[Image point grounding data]
*****
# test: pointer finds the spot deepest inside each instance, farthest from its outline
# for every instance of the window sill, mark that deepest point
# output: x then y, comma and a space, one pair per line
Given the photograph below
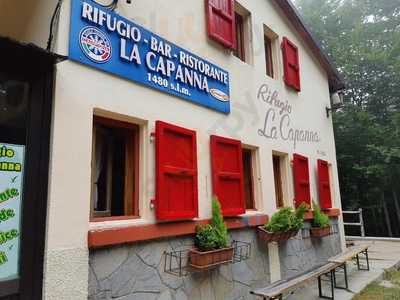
101, 234
331, 212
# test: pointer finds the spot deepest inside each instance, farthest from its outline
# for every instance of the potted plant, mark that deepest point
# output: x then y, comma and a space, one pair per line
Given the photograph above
283, 225
211, 242
321, 223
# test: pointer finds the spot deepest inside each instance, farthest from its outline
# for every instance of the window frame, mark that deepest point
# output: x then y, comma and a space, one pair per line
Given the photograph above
113, 122
299, 162
324, 180
240, 49
246, 35
272, 38
213, 11
251, 153
290, 67
217, 173
168, 215
278, 180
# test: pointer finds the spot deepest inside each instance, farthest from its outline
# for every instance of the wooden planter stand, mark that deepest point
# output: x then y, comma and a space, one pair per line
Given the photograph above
202, 260
320, 232
275, 236
187, 261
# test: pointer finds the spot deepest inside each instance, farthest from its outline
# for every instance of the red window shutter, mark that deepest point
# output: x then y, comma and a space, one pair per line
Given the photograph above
221, 22
301, 180
324, 185
291, 65
227, 175
176, 172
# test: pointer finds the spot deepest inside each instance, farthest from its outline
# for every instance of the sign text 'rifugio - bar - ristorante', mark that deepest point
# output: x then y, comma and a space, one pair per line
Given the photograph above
106, 41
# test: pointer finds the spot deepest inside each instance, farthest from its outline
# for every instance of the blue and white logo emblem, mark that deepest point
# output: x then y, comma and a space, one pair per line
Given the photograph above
95, 44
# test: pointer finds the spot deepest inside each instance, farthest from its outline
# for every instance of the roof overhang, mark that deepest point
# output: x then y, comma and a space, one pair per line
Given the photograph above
27, 57
336, 82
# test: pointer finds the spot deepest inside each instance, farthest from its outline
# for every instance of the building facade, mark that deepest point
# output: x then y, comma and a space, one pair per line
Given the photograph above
155, 108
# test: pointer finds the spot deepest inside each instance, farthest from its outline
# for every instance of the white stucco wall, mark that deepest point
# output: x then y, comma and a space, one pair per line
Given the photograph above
80, 89
27, 20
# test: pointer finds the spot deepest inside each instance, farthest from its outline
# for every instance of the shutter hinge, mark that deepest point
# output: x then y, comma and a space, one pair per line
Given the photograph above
152, 137
152, 203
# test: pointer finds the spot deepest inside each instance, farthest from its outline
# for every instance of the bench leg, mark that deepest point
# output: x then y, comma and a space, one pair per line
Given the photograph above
365, 253
346, 287
332, 279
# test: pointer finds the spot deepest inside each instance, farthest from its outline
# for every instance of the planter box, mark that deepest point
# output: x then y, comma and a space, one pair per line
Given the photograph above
275, 236
320, 232
202, 260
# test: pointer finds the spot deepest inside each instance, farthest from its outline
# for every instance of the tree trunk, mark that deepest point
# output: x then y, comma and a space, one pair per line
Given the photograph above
397, 208
387, 217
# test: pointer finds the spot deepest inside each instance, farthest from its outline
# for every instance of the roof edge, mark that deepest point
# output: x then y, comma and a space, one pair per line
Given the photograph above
336, 82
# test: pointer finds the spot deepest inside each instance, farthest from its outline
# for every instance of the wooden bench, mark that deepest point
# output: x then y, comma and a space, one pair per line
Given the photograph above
279, 288
349, 254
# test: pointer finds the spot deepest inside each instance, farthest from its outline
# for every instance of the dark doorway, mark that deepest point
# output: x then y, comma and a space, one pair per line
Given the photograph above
26, 89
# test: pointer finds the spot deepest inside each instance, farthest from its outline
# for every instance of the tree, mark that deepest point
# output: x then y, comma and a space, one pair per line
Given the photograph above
362, 38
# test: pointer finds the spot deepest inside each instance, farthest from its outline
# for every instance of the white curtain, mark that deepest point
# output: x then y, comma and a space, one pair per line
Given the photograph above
99, 148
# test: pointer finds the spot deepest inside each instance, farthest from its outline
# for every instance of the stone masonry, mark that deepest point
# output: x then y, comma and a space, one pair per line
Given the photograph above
136, 271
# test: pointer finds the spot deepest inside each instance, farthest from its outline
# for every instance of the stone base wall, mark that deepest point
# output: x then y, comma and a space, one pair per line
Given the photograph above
133, 272
136, 271
303, 253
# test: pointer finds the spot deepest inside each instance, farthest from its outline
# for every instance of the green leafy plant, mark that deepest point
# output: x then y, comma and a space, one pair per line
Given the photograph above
298, 216
215, 235
286, 219
320, 219
205, 239
219, 226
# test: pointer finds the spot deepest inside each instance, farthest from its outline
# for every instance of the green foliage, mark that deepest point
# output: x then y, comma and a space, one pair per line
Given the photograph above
298, 217
286, 219
362, 38
205, 239
215, 235
320, 219
217, 222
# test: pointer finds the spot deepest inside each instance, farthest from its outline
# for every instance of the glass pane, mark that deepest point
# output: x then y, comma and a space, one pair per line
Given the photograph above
14, 99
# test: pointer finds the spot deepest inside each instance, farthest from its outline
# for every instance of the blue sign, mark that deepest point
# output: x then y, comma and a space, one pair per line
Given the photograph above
104, 40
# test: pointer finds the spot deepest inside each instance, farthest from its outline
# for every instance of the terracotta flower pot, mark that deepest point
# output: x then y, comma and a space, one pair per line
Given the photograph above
320, 232
275, 236
201, 260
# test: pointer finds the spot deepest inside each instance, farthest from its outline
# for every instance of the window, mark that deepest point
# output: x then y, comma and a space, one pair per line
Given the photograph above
291, 66
115, 168
278, 181
227, 174
270, 39
268, 57
301, 180
243, 48
176, 172
324, 185
221, 22
239, 51
248, 178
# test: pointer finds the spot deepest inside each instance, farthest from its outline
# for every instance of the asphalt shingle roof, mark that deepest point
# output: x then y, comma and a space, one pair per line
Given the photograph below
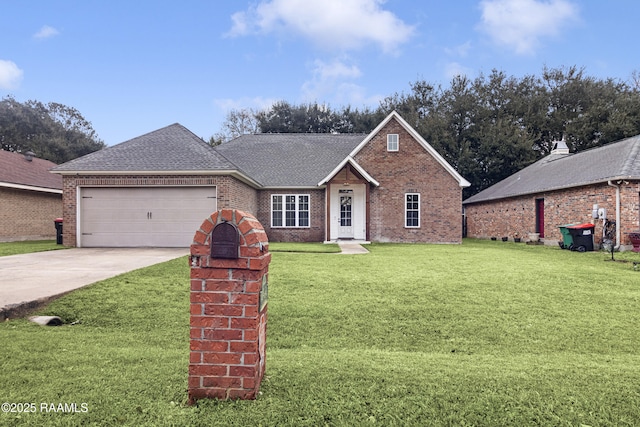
*****
◆ Work required
Please return each line of the data above in which the word "shutter" occurs.

◆ Problem solution
# for every instance of the red window shutter, mark that deepest point
# for every instance of the shutter hinge, mark that deepest point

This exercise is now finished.